**Excerto da fonte**
.....
A Bússola para um Futuro
soberano e digno na UE
A recente cimeira
em Washington Trump-Zelensky seguida de autoconvidados europeus e as eleições
norte-americanas serviram como um espelho implacável para a União Europeia... A
UE escorregou na sua própria baba, na narrativa pegajosa e simplista que criou
e da qual agora não consegue libertar-se. Pelos vistos insiste em não arredar
caminho para poder levantar-se...
Trump foi pintado
não como um político de ruptura do padrão estabelecido, com uma agenda
"America First", mas como uma anomalia perigosa. Essa postura, foi
profundamente incauta. Ignorou-se uma realidade fundamental: Trump não é um
acidente, mas a expressão de uma corrente substancial da sociedade
norte-americana (e de parte do mundo), cansada do globalismo e do custo
percebido de alianças que, na sua visão, penalizam os EUA...
.....
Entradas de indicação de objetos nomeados

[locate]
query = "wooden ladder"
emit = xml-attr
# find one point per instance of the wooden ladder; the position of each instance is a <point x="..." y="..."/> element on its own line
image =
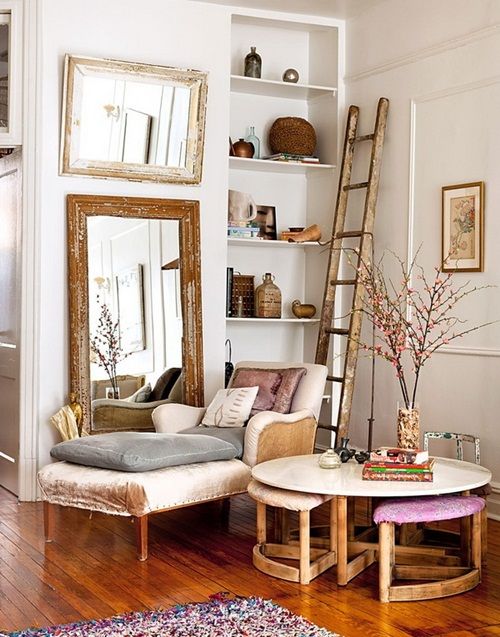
<point x="364" y="256"/>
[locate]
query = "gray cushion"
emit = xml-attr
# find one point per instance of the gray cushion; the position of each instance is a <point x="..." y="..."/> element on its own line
<point x="134" y="451"/>
<point x="234" y="435"/>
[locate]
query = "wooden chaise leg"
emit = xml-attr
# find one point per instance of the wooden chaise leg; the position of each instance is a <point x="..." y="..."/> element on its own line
<point x="48" y="520"/>
<point x="141" y="532"/>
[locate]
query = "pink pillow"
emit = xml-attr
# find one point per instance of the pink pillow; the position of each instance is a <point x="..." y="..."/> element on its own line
<point x="287" y="389"/>
<point x="269" y="382"/>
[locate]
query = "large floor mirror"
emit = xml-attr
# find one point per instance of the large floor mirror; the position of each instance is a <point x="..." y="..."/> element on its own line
<point x="134" y="306"/>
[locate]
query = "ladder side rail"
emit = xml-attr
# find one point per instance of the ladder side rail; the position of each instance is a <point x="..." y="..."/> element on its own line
<point x="327" y="310"/>
<point x="364" y="257"/>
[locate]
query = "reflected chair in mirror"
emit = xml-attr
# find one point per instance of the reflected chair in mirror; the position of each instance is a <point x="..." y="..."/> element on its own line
<point x="267" y="435"/>
<point x="133" y="412"/>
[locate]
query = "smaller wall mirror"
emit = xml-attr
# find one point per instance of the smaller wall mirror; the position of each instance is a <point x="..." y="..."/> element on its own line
<point x="132" y="121"/>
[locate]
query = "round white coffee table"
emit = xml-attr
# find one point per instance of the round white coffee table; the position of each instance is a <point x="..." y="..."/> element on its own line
<point x="303" y="473"/>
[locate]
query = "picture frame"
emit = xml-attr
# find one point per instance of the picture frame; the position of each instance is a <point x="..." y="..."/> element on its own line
<point x="266" y="220"/>
<point x="131" y="309"/>
<point x="462" y="217"/>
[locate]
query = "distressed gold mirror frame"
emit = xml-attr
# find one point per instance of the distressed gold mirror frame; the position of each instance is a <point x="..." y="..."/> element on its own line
<point x="79" y="209"/>
<point x="75" y="162"/>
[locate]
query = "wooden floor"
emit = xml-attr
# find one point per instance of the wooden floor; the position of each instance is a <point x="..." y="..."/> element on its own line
<point x="90" y="571"/>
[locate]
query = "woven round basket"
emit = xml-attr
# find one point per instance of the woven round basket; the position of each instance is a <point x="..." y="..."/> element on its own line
<point x="292" y="135"/>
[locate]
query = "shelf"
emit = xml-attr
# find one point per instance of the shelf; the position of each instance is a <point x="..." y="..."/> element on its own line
<point x="242" y="163"/>
<point x="231" y="319"/>
<point x="261" y="243"/>
<point x="277" y="88"/>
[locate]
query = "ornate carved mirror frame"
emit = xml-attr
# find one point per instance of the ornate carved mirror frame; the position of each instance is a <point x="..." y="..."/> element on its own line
<point x="79" y="209"/>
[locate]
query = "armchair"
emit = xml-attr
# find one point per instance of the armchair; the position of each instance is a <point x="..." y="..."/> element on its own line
<point x="267" y="435"/>
<point x="111" y="414"/>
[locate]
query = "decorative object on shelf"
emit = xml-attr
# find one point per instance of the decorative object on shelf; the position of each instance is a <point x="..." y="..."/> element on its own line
<point x="252" y="138"/>
<point x="242" y="296"/>
<point x="241" y="208"/>
<point x="408" y="425"/>
<point x="268" y="298"/>
<point x="266" y="219"/>
<point x="330" y="460"/>
<point x="77" y="410"/>
<point x="413" y="318"/>
<point x="241" y="148"/>
<point x="253" y="63"/>
<point x="229" y="290"/>
<point x="228" y="366"/>
<point x="303" y="310"/>
<point x="311" y="233"/>
<point x="291" y="75"/>
<point x="293" y="135"/>
<point x="286" y="235"/>
<point x="293" y="158"/>
<point x="240" y="232"/>
<point x="343" y="451"/>
<point x="462" y="222"/>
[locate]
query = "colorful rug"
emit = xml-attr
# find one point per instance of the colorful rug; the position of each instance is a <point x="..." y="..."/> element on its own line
<point x="220" y="617"/>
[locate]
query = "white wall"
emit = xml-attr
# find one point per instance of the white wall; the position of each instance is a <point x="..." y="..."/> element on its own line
<point x="437" y="62"/>
<point x="168" y="32"/>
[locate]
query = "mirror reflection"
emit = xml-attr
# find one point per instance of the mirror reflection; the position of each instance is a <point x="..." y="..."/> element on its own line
<point x="135" y="308"/>
<point x="4" y="71"/>
<point x="135" y="319"/>
<point x="133" y="120"/>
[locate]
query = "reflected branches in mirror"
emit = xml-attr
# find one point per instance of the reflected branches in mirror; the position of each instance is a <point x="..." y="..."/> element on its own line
<point x="131" y="320"/>
<point x="133" y="121"/>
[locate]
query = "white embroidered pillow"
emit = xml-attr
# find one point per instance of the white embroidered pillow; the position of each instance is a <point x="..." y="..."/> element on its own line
<point x="230" y="407"/>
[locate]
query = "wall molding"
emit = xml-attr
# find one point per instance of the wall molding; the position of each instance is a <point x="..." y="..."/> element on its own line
<point x="30" y="286"/>
<point x="421" y="99"/>
<point x="437" y="49"/>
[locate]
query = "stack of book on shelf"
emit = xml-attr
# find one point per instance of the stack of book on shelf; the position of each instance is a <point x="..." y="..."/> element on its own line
<point x="246" y="232"/>
<point x="303" y="159"/>
<point x="405" y="465"/>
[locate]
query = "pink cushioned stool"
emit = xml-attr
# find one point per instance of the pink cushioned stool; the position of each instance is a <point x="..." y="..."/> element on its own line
<point x="450" y="580"/>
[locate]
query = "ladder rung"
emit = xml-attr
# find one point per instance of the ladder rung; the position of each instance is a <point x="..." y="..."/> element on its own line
<point x="349" y="233"/>
<point x="329" y="427"/>
<point x="343" y="282"/>
<point x="335" y="379"/>
<point x="340" y="331"/>
<point x="365" y="138"/>
<point x="362" y="184"/>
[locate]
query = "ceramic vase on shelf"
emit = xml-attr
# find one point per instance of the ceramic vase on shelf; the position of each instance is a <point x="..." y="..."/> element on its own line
<point x="408" y="426"/>
<point x="255" y="141"/>
<point x="253" y="63"/>
<point x="267" y="298"/>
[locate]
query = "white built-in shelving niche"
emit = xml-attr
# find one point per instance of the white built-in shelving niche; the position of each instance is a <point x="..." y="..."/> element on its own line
<point x="303" y="194"/>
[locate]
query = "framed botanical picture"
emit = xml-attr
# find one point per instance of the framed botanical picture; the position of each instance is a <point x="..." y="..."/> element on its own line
<point x="463" y="227"/>
<point x="266" y="219"/>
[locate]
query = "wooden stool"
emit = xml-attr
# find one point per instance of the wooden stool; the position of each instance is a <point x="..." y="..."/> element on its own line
<point x="264" y="551"/>
<point x="451" y="579"/>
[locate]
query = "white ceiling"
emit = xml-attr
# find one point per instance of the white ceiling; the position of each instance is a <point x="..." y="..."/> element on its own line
<point x="342" y="9"/>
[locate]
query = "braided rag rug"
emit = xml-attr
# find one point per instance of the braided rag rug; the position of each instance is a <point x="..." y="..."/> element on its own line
<point x="219" y="617"/>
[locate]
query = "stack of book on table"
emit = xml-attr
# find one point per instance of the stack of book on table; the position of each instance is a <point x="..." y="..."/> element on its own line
<point x="399" y="464"/>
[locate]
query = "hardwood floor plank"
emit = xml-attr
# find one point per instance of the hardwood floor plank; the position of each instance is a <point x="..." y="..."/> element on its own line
<point x="91" y="571"/>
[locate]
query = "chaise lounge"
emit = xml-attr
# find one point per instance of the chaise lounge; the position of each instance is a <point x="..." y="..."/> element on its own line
<point x="267" y="435"/>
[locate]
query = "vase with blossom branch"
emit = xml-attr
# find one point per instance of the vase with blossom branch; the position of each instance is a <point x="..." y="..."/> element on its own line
<point x="412" y="319"/>
<point x="105" y="345"/>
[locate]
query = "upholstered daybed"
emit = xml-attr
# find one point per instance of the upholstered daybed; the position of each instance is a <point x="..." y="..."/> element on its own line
<point x="267" y="435"/>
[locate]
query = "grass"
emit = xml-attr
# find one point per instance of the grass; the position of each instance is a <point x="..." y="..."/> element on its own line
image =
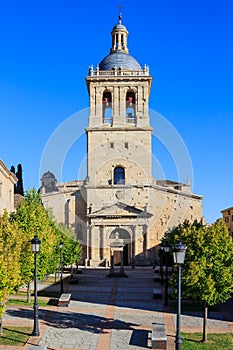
.....
**O que se pede**
Reproduz, do texto sobre a UE e Trump, o trecho que vai de "Trump foi pintado" até "penalizam os EUA...", inclusive. Baseia-te somente no texto e em nada mais.

**Resposta abaixo**
Trump foi pintado
não como um político de ruptura do padrão estabelecido, com uma agenda
"America First", mas como uma anomalia perigosa. Essa postura, foi
profundamente incauta. Ignorou-se uma realidade fundamental: Trump não é um
acidente, mas a expressão de uma corrente substancial da sociedade
norte-americana (e de parte do mundo), cansada do globalismo e do custo
percebido de alianças que, na sua visão, penalizam os EUA...